— TASK DETAILS —
Copy the following data entries word for word, all of them.

(Data entries)
— BEGIN —
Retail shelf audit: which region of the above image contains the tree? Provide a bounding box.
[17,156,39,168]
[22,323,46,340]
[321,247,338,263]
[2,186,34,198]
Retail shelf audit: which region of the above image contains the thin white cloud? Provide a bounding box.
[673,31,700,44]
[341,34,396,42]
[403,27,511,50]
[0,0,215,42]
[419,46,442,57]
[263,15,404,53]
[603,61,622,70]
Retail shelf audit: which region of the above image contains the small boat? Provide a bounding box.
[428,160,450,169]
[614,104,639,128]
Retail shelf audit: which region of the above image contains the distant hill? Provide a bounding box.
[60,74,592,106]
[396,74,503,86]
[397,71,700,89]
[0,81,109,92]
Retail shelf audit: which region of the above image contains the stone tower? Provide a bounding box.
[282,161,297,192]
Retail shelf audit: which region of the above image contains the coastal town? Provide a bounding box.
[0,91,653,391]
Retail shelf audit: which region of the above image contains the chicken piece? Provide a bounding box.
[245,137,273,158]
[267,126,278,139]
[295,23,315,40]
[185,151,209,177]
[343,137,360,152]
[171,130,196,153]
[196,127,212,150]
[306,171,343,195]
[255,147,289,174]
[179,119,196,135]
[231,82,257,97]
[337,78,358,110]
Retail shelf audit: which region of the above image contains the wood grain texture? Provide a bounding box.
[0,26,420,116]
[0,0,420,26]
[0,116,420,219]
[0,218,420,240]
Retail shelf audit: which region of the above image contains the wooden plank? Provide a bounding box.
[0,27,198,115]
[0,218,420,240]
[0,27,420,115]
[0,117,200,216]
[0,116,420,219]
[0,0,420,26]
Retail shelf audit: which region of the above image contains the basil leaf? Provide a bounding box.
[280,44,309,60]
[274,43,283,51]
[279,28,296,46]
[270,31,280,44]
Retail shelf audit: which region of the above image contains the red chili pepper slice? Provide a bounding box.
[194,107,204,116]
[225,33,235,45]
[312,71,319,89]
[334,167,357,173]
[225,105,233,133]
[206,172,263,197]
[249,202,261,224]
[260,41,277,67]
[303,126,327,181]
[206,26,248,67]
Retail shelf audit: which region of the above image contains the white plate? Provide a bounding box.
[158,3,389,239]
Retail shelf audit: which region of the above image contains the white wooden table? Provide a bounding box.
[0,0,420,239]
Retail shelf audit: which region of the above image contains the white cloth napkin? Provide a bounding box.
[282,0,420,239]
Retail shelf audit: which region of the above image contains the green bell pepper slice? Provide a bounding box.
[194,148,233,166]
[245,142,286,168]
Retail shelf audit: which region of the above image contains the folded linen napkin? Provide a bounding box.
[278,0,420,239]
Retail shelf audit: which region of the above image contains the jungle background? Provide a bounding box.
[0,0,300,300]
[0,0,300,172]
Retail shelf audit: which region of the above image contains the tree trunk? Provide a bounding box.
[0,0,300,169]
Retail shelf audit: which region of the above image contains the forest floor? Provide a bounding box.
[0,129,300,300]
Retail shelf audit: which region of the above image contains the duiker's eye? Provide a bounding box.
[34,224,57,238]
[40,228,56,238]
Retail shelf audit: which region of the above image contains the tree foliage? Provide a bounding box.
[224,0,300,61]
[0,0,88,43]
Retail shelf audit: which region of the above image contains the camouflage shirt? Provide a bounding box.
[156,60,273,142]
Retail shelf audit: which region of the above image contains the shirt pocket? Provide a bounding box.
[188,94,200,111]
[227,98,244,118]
— END —
— EXERCISE RESPONSE —
Retail shelf audit: which region of the above image contains the tree? Provide a bounding box.
[17,156,39,168]
[22,323,46,340]
[321,247,338,263]
[2,186,34,198]
Retail shelf audit: which region of the above image contains the thin white cloud? Provide a bounding box.
[673,31,700,44]
[341,34,396,42]
[403,27,511,50]
[0,0,215,42]
[419,46,442,57]
[263,15,404,53]
[603,61,622,70]
Retail shelf audit: which region of the above image contains the small boat? Provide a bounding box.
[428,160,450,169]
[614,104,639,128]
Retail shelf audit: which region of the above image contains the distant hill? Provide a bounding box.
[60,74,592,106]
[396,74,503,86]
[397,71,700,89]
[0,81,109,92]
Retail shelf audit: which region of the above image contains the stone tower? Provide a bounding box.
[282,161,297,192]
Retail shelf audit: which region of the above image contains the coastal town? Provide a bounding box.
[0,91,653,391]
Retail shelf audit: which region of the above image contains the chicken piece? Provide a bounding box.
[245,137,273,158]
[267,126,278,139]
[295,23,315,40]
[185,151,209,177]
[343,137,360,152]
[171,130,196,153]
[196,127,212,150]
[306,171,343,195]
[255,147,289,174]
[179,119,196,135]
[231,82,257,97]
[337,78,358,110]
Retail shelf audit: which region of the above image contains the wood grain texture? Provide a bounding box.
[0,26,420,116]
[0,0,420,26]
[0,116,420,219]
[0,218,420,240]
Retail shelf audit: which region of the above image contains the wooden plank? Provide a bounding box.
[0,27,198,115]
[0,218,420,240]
[0,27,420,115]
[0,117,200,216]
[0,116,420,219]
[0,0,420,26]
Retail shelf audit: which region of the above image contains the basil leaf? Provide a bounding box.
[280,44,309,60]
[274,43,283,51]
[279,28,296,46]
[270,31,280,44]
Retail shelf audit: which region of the above image contains the red chili pepper slice? Provide a bounding box.
[194,107,204,116]
[225,33,235,45]
[312,71,319,89]
[334,167,357,173]
[225,105,233,133]
[206,172,263,197]
[249,202,261,224]
[260,41,277,67]
[303,126,327,181]
[206,26,248,67]
Retail shelf audit: which region of the above image contains the white plate? Provide a bounding box.
[158,3,389,239]
Retail shelf audit: which region of the above image contains the white wooden table? Provide a bounding box.
[0,0,420,239]
Retail shelf audit: which region of the above image contains the white cloth napkin? Provide a bounding box.
[282,0,420,239]
Retail shelf audit: which region of the above image contains the green bell pepper slice? Provide a bounding box.
[194,148,233,166]
[245,142,286,168]
Retail shelf audit: which region of the above image contains the folded linen napkin? Provide a bounding box.
[278,0,420,239]
Retail shelf audit: which region of the above image contains the jungle background? Provide a bounding box.
[0,0,300,300]
[0,0,300,172]
Retail shelf audit: which region of the above image contains the tree trunk? Provide a bounding box.
[0,0,300,169]
Retail shelf audit: which region of the above image contains the forest floor? Provide a bounding box.
[0,129,300,300]
Retail shelf audit: which region of the above image contains the duiker's eye? Provide a bounding box.
[34,224,57,238]
[40,228,56,238]
Retail shelf audit: which region of the above image contains the tree foliage? Provide a bounding box.
[224,0,300,61]
[0,0,88,43]
Retail shelf audit: which region of the above image contains the camouflage shirt? Provide a bounding box.
[156,60,273,142]
Retail shelf audit: which region of the above image contains the shirt pocket? Provide a bounding box.
[188,94,200,111]
[227,98,244,118]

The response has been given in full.